WHAT YOU HAVE TO DO. Reproduce all of the entries below word for word, but leave out the pictures.

SOURCE RECORDS.
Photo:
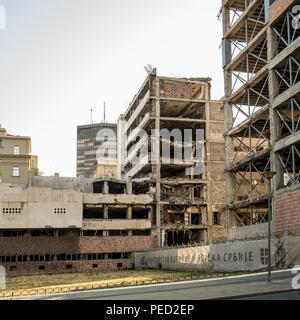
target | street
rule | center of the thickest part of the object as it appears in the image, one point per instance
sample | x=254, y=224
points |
x=228, y=288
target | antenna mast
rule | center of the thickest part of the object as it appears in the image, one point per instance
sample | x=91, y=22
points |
x=104, y=112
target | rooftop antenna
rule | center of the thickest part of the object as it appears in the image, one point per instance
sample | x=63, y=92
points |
x=148, y=68
x=104, y=112
x=91, y=116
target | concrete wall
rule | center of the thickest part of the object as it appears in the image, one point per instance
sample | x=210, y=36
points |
x=42, y=246
x=237, y=256
x=36, y=208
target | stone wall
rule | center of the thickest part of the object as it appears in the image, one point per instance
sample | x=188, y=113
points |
x=287, y=212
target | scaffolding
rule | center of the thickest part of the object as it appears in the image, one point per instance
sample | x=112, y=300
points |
x=261, y=104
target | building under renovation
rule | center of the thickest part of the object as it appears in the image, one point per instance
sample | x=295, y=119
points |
x=261, y=51
x=185, y=173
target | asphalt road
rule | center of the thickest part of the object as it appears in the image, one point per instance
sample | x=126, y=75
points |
x=294, y=295
x=233, y=287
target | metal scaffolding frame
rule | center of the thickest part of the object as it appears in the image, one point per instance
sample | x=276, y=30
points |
x=251, y=87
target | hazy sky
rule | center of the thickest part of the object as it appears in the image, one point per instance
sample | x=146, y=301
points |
x=60, y=58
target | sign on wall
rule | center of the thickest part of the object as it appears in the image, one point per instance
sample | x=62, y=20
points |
x=238, y=256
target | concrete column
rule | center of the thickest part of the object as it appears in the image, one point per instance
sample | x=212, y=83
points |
x=157, y=165
x=105, y=187
x=129, y=185
x=274, y=119
x=105, y=212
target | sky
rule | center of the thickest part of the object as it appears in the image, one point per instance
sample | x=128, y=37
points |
x=61, y=58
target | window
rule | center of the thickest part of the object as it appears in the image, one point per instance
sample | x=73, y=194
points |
x=16, y=150
x=16, y=171
x=216, y=218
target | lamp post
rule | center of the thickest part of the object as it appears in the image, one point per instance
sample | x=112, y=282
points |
x=269, y=175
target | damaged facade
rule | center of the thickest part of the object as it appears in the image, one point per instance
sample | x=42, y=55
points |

FULL SOLUTION.
Photo:
target | street
rule | center of the thickest part of the object as it appears in the image, one point per instance
sample | x=254, y=224
points |
x=228, y=288
target | antenna mast
rule | center of the thickest part of the object as it appears in the image, one point per instance
sample | x=91, y=22
points |
x=104, y=112
target | rooftop antenna
rule | center of the thickest part of the object as it appears in the image, one point per instance
sample | x=63, y=92
points |
x=148, y=68
x=104, y=112
x=91, y=116
target | concrete wall
rule | center of the thickest part of the object as it appears in the image, one point per instance
sample | x=210, y=36
points |
x=42, y=246
x=237, y=256
x=36, y=208
target | stone wall
rule | center of the thickest part of the object as it appears in the image, one point per instance
sample | x=188, y=113
points |
x=287, y=212
target | scaffolding
rule | center of the thickest part of the object as it appears in the image, one point per instance
sample | x=112, y=300
points |
x=261, y=104
target | building under renovation
rule | center of the thickest part of the object as it appears in the image, one point per instance
sample | x=295, y=119
points |
x=261, y=51
x=185, y=173
target | asphalt road
rule | center of the thickest part of the object as it appears in the image, one point per instance
sample | x=126, y=75
points |
x=294, y=295
x=233, y=287
target | metal scaffolding frame
rule | center of the thickest part of the object as it appears in the image, one point per instance
sample | x=276, y=30
points |
x=251, y=87
target | hazy sky
rule | center of the thickest part of the object as it appears in the image, one point per instance
sample | x=146, y=301
points |
x=60, y=58
target | sign on wall
rule | center of the thickest part of the object as it appears in the image, one point per instance
sample | x=62, y=20
points |
x=238, y=256
target | concrete column
rule | center of the thickest part of the object as it appears in the image, one point per instance
sample | x=212, y=83
points |
x=157, y=165
x=105, y=187
x=129, y=185
x=274, y=119
x=105, y=212
target | sky
rule | center of the thickest part of the object as it appears in the image, one point per instance
sample | x=128, y=37
points |
x=61, y=58
target | window
rule | center of the thickest part of the object as it appears in the image, one point per instance
sample | x=73, y=194
points |
x=16, y=150
x=16, y=171
x=216, y=218
target | lamp post
rule | center of the thickest part of the object as it appears in the image, one point per instance
sample | x=112, y=282
points |
x=269, y=175
target | damaged facade
rule | center of the thickest part of the object as it appears in the image, one point per instance
sample | x=42, y=55
points |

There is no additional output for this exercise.